##### Extract provided #####

Just for fun, let’s imagine that the U.K.’s departing prime minister, Boris Johnson, was a law firm leader.
A fellow partner is accused of bullying. He ignores it. A fellow partner breaks COVID rules. He ignores it. Amid a firmwide diversity push, he utters racial and homophobic epithets with impunity. He pushes for higher salaries…for partners. He attends partners-only lockdown parties, but tells his employees they never happened, despite an outside firm concluding otherwise. He tries to change the firm’s LLP agreement to exonerate a fellow partner who broke firm rules. And then again to save his own skin. He pushes a third party to hand him a six-figure sum so he can pimp out his corner office.
You might think this is pretty extreme—is this really a teachable moment for the legal sector? Partners themselves have been pretty forthright in expressing outrage over Boris’s conduct, with many telling Varsha Patel and Rose Walker that it was right that ‘shameless’ Johnson was resigning, pouring scorn on the soon-to-be ex-leader; “good riddance”, one commenter added.
Michael Chissick, former managing partner of Fieldfisher, too was anxious to purge any Johnson/lawyer parallels: “Lawyers are seen as rich, over-entitled people but really we’re doing great things on D&I and driving the country forward and bringing in lots of money internationally.”
But Johnson is what happens when power goes unchecked.
Johnson is what happens when leaders surround themselves with ‘yes’ people, and when diversity of people and opinions becomes contemptible.
Boris’s misdemeanors are, for the most part, plain to see. But in law, contempt tends to manifest more subtly: An eye-roll from a partner. An ‘okay, I’ll get back to you on that’. Failing to acknowledge those outside of your bubble of familiarity. Failing to listen to people in all strands of your firm. And this is to say nothing of our stories of the past couple of years spotlighting sexual misconduct, associate burn-out, and general lawyer bad behavior. (For a recent example, see our story last month about Ince lawyers allegedly abusing a restaurant employee.)
It’s hard to cultivate new (good) habits, and easy to slip back into old ones. But it’s the leadership that sets the tone and agenda of its firm.
And that concept doesn’t bode well for Dechert, whose desperate descent into controversy continued after lawyers for their former client ENRC, Hogan Lovells, accused the Philadelphia firm’s management of being complicit in ex-partner Neil Gerrard’s illicit scheming to extract more money from their former client. (The U.K. legal regulator, the Solicitors Regulation Authority, is taking its first steps into an investigation into possible breaches of its code of conduct—just one skipped heartbeat among many for Dechert’s leadership).

##### Data section #####

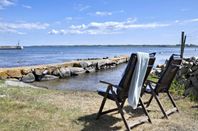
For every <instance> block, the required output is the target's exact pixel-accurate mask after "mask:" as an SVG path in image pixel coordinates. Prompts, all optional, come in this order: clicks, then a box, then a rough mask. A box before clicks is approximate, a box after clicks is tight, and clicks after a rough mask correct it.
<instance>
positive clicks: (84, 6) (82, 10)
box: [74, 4, 91, 12]
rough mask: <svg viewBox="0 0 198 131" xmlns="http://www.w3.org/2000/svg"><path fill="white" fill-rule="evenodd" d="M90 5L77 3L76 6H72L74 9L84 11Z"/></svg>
mask: <svg viewBox="0 0 198 131" xmlns="http://www.w3.org/2000/svg"><path fill="white" fill-rule="evenodd" d="M90 7H91V6H89V5H83V4H78V5H76V6H75V7H74V9H76V10H78V11H80V12H82V11H85V10H87V9H89V8H90Z"/></svg>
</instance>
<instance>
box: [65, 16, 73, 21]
mask: <svg viewBox="0 0 198 131" xmlns="http://www.w3.org/2000/svg"><path fill="white" fill-rule="evenodd" d="M65 20H73V17H65Z"/></svg>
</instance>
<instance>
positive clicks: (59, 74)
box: [52, 68, 60, 76]
mask: <svg viewBox="0 0 198 131" xmlns="http://www.w3.org/2000/svg"><path fill="white" fill-rule="evenodd" d="M52 75H55V76H60V70H59V69H58V68H57V69H55V70H54V71H52Z"/></svg>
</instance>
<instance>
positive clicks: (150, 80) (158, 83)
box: [146, 80, 159, 85]
mask: <svg viewBox="0 0 198 131" xmlns="http://www.w3.org/2000/svg"><path fill="white" fill-rule="evenodd" d="M146 83H154V84H156V85H159V83H157V82H155V81H152V80H146Z"/></svg>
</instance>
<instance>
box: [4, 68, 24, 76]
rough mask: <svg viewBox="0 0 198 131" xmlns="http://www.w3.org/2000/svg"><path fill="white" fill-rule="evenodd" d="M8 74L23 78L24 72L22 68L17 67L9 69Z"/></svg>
mask: <svg viewBox="0 0 198 131" xmlns="http://www.w3.org/2000/svg"><path fill="white" fill-rule="evenodd" d="M7 75H8V77H10V78H21V77H22V73H21V70H18V69H15V70H7Z"/></svg>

#####

Problems and tasks:
A. In the commentary on Boris Johnson as a law firm leader, who is quoted as the former managing partner of Fieldfisher?
B. Repeat the stretch of the Boris Johnson commentary from "A fellow partner is" through "his corner office.", with "COVID" replaced by "pandemic".

Written responses:
A. Michael Chissick

B.
A fellow partner is accused of bullying. He ignores it. A fellow partner breaks pandemic rules. He ignores it. Amid a firmwide diversity push, he utters racial and homophobic epithets with impunity. He pushes for higher salaries…for partners. He attends partners-only lockdown parties, but tells his employees they never happened, despite an outside firm concluding otherwise. He tries to change the firm’s LLP agreement to exonerate a fellow partner who broke firm rules. And then again to save his own skin. He pushes a third party to hand him a six-figure sum so he can pimp out his corner office.